[WHAT YOU HAVE TO DO] Each record is to be printed again precisely as it reads.
___ DATASET EXTRACT ___
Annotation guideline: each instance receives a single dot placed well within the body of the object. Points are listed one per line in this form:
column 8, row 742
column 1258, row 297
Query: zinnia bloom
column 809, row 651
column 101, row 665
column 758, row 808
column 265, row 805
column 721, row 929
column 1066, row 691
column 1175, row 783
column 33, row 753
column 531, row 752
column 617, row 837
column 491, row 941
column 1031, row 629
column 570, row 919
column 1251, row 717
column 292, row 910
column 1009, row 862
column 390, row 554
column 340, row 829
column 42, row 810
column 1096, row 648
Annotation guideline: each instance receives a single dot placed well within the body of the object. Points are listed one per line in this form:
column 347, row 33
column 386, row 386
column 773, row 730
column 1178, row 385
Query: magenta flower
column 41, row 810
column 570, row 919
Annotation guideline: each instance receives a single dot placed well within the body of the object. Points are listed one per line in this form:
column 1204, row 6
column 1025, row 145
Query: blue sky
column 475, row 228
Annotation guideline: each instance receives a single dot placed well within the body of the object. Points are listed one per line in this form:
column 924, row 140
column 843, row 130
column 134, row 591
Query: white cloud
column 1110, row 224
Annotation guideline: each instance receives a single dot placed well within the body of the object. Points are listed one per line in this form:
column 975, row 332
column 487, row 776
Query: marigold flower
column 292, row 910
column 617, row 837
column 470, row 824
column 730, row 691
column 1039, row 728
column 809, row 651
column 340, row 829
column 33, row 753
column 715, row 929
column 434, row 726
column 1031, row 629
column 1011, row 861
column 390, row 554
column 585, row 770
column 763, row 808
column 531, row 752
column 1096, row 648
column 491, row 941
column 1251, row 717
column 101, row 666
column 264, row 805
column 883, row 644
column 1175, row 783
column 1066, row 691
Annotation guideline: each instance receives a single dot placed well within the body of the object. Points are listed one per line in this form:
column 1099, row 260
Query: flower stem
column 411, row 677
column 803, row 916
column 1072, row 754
___
[SOLUTION]
Annotation guideline: each instance receives a single dot placed well within the body of the object. Points are listed one per line in this form:
column 8, row 742
column 1258, row 297
Query: zinnia bloom
column 809, row 651
column 101, row 665
column 758, row 808
column 265, row 805
column 721, row 929
column 1066, row 691
column 1175, row 783
column 33, row 753
column 531, row 752
column 617, row 837
column 491, row 941
column 1031, row 629
column 570, row 919
column 1251, row 717
column 292, row 910
column 1009, row 862
column 390, row 554
column 340, row 829
column 42, row 810
column 1096, row 648
Annotation guideline: each instance receives a single dot placed well within the body of the object. Points are listed one per line in this form:
column 347, row 33
column 386, row 386
column 773, row 730
column 1178, row 385
Query: magenta flower
column 41, row 810
column 570, row 919
Annotation guideline: each instance receives a single dot placed well within the body of the object. Points are listed one per line in this form:
column 1204, row 6
column 1025, row 145
Query: blue sky
column 475, row 228
Annotation guideline: each instance receives a single dot placed well within the body of the object. Points are listed one per line in this form:
column 924, row 140
column 843, row 130
column 134, row 591
Query: white cloud
column 1110, row 224
Annotation guideline: each instance receives a single dot placed well within the body of the object. Points are listed one per line in this form:
column 975, row 332
column 487, row 776
Query: marigold flower
column 292, row 910
column 617, row 837
column 470, row 824
column 730, row 691
column 1039, row 728
column 809, row 651
column 340, row 829
column 33, row 753
column 715, row 929
column 434, row 726
column 1031, row 629
column 1011, row 861
column 390, row 554
column 585, row 770
column 763, row 808
column 531, row 752
column 1096, row 648
column 491, row 941
column 1251, row 717
column 101, row 666
column 264, row 805
column 883, row 644
column 1175, row 783
column 1066, row 691
Annotation guideline: each instance receives a single dot placed well within the body of the object. Points are listed one per line in this form:
column 1099, row 260
Query: flower stem
column 411, row 677
column 803, row 916
column 1072, row 754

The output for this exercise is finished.